(Problem to work on)
Pull out every line in the rows below that holds the string "polished". Case counts.

(Stored dataset items)
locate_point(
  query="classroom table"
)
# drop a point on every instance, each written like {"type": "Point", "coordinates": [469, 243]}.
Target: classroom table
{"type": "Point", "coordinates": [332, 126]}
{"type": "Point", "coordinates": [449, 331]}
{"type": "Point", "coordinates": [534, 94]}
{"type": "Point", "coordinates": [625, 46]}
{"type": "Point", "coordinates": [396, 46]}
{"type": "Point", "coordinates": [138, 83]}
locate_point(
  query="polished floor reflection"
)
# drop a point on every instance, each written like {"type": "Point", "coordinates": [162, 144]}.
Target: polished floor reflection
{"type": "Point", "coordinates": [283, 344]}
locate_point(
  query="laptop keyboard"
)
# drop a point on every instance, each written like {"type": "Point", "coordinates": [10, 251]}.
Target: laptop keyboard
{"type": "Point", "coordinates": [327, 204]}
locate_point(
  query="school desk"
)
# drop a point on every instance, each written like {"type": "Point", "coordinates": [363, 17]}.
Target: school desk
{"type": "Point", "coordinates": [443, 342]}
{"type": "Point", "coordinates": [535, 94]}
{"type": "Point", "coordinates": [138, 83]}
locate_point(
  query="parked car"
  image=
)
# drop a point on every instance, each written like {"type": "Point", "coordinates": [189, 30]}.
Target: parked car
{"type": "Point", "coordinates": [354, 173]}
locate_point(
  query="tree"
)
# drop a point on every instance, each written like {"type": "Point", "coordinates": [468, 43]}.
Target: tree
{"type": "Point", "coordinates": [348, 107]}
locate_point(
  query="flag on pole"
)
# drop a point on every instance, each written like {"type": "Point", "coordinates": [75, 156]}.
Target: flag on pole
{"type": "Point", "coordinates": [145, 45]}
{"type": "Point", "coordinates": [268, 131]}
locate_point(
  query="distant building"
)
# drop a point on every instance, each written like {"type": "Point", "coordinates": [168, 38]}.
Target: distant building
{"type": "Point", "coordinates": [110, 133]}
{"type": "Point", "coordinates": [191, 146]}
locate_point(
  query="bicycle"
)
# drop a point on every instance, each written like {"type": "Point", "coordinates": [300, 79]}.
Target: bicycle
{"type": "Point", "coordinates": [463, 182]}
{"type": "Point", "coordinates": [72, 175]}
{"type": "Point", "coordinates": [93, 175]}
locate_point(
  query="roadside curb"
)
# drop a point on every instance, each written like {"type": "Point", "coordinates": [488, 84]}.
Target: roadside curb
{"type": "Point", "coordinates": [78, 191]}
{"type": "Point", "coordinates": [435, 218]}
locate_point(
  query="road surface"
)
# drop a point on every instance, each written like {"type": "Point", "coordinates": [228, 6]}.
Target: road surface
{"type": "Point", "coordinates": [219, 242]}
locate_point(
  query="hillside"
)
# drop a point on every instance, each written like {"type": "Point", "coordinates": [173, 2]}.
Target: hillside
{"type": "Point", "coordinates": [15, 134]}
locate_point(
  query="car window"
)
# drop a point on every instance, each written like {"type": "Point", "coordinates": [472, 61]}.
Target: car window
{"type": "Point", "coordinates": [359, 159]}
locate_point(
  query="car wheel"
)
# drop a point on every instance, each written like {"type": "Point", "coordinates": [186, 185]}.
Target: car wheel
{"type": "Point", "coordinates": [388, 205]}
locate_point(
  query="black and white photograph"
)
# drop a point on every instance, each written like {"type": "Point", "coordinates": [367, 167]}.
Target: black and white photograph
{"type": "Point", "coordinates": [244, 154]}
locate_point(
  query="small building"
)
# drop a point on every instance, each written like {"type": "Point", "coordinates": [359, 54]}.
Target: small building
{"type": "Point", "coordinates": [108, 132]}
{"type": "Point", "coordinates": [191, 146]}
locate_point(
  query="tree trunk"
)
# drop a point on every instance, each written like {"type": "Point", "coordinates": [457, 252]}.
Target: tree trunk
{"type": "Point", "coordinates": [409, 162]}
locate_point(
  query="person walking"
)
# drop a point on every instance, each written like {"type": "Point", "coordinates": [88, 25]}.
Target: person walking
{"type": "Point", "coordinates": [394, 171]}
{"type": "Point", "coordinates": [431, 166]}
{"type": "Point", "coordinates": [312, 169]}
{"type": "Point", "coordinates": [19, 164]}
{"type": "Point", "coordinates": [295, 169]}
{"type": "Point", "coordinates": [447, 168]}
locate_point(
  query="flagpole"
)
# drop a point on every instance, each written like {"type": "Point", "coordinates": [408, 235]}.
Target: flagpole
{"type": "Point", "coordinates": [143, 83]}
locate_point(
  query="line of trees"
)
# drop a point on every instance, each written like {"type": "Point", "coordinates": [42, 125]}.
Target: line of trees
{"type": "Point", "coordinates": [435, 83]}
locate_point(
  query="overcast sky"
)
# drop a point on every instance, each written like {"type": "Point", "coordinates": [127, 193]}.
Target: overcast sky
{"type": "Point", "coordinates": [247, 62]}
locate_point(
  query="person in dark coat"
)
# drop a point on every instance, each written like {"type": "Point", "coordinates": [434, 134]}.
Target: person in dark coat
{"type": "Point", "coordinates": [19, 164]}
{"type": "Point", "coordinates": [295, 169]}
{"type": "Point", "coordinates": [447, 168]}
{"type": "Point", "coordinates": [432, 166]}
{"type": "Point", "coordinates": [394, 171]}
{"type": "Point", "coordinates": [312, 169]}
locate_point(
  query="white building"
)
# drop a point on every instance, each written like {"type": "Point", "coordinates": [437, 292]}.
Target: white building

(Response)
  query="polished floor reflection"
Target: polished floor reflection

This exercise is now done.